__Entries for pointing and labeling__
⁂

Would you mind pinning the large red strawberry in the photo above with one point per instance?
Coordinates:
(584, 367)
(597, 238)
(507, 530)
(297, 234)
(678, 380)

⁂

__Stated problem__
Reproduce every line of the data above without any changes.

__Answer to this task__
Would you mind pinning the large red strawberry in the photo above with one point per instance?
Coordinates:
(584, 367)
(597, 238)
(507, 530)
(297, 234)
(678, 380)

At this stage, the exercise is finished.